(Excerpt from a dataset)
★ ★ ★ ★ ★ ★ ★

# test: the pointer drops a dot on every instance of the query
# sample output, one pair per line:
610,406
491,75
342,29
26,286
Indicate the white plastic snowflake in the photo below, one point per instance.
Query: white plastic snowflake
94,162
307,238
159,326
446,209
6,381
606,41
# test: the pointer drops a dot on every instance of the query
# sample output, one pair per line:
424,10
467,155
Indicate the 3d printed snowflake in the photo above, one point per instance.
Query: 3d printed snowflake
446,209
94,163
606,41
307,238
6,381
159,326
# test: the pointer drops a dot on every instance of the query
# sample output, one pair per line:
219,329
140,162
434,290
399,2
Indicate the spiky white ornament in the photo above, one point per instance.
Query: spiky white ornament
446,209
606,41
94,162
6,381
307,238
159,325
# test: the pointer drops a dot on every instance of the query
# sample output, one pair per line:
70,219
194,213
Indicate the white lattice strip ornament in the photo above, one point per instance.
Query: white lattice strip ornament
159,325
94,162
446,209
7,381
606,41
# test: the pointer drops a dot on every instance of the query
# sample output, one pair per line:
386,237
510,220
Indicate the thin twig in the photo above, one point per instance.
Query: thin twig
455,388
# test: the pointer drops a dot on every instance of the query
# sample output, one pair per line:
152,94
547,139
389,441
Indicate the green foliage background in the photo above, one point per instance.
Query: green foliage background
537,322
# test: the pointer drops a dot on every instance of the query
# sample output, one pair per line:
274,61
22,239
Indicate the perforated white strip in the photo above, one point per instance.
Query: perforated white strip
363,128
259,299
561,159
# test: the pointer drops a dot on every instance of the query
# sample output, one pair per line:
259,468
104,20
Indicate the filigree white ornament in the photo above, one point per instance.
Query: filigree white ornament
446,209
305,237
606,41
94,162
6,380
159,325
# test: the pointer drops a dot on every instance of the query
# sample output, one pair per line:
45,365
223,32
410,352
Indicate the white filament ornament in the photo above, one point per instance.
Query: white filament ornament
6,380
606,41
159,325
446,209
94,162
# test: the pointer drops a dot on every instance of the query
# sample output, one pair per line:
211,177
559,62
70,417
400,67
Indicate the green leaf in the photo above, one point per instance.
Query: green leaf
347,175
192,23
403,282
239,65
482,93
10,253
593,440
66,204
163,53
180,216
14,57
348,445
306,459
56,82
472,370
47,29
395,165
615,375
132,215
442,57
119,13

★ ★ ★ ★ ★ ★ ★

== Goal ==
Retype every record above exactly as it appears.

== Answer to this problem ==
# test: the pointer drops a dot on every instance of the query
# sample output, one pair per line:
610,406
491,75
342,29
26,286
Indicate the white plastic snowflake in the photo below, one point per instance.
Query: white plastic snowflake
94,162
307,238
159,326
446,209
6,381
606,41
# test: the pointer drops a dot on every instance of the query
# sample output, one pair per line:
424,10
467,155
Indicate the 3d printed snowflake in the photo above, one point per instance.
Query: 3d printed snowflake
446,209
94,163
606,41
307,238
6,381
159,326
# test: the pointer drops a dot on every instance of the query
# sample output, one pair per line:
219,329
140,162
434,290
399,2
Indicate the spiky white ornament in the photo above, one point per instance.
Query: spiky white ornament
446,209
606,41
94,162
6,381
307,238
159,325
# test: the pointer drops a dot on every instance of the query
# sample output, one pair per line:
70,219
194,213
Indicate the white lattice strip ornament in the photo above, one point per instance.
Query: white lattice strip ornament
159,325
94,162
446,209
7,381
606,41
# test: the pointer drops a dot on every instance of the query
# sample output, one pair per line:
386,237
510,220
Indicate the thin twig in the photo above, one point per instance.
Query: thin twig
455,388
# test: the pointer drops a dot on every instance of the query
# sample output, one pair per line:
152,94
547,139
389,441
Indicate the green foliage background in the photo above, one point per instance.
Query: green foliage background
537,322
# test: the pointer drops a dot on every instance of the query
# sample output, one pair per line:
274,61
22,239
Indicate the perforated white strip in the photo above, one point per instance.
Query: perforated white strip
363,128
259,299
561,159
# test: the pointer drops a dot on every instance of the query
# sample output, one pair per line:
259,468
104,20
Indicate the filigree white ornament in the photo above, one point per instance.
Query: filigree white ornament
446,209
305,237
606,41
94,162
6,380
159,325
# test: the pointer drops a dot on every instance of the query
# sample output, one pair per line:
45,365
223,32
410,352
Indicate the white filament ornament in the photo above, one point per instance.
Query: white filament ornament
6,380
606,41
159,325
446,209
94,162
# test: the pointer drops a dot on every instance of the query
# sample output, one pair per line:
211,177
559,62
70,417
400,67
Indicate the green leaf in the photo above, one point per instance.
Query: green leaf
347,175
192,23
403,282
239,65
482,93
10,253
593,440
66,204
163,53
180,216
14,57
348,445
306,459
56,82
472,370
47,29
395,165
615,375
132,215
442,57
119,13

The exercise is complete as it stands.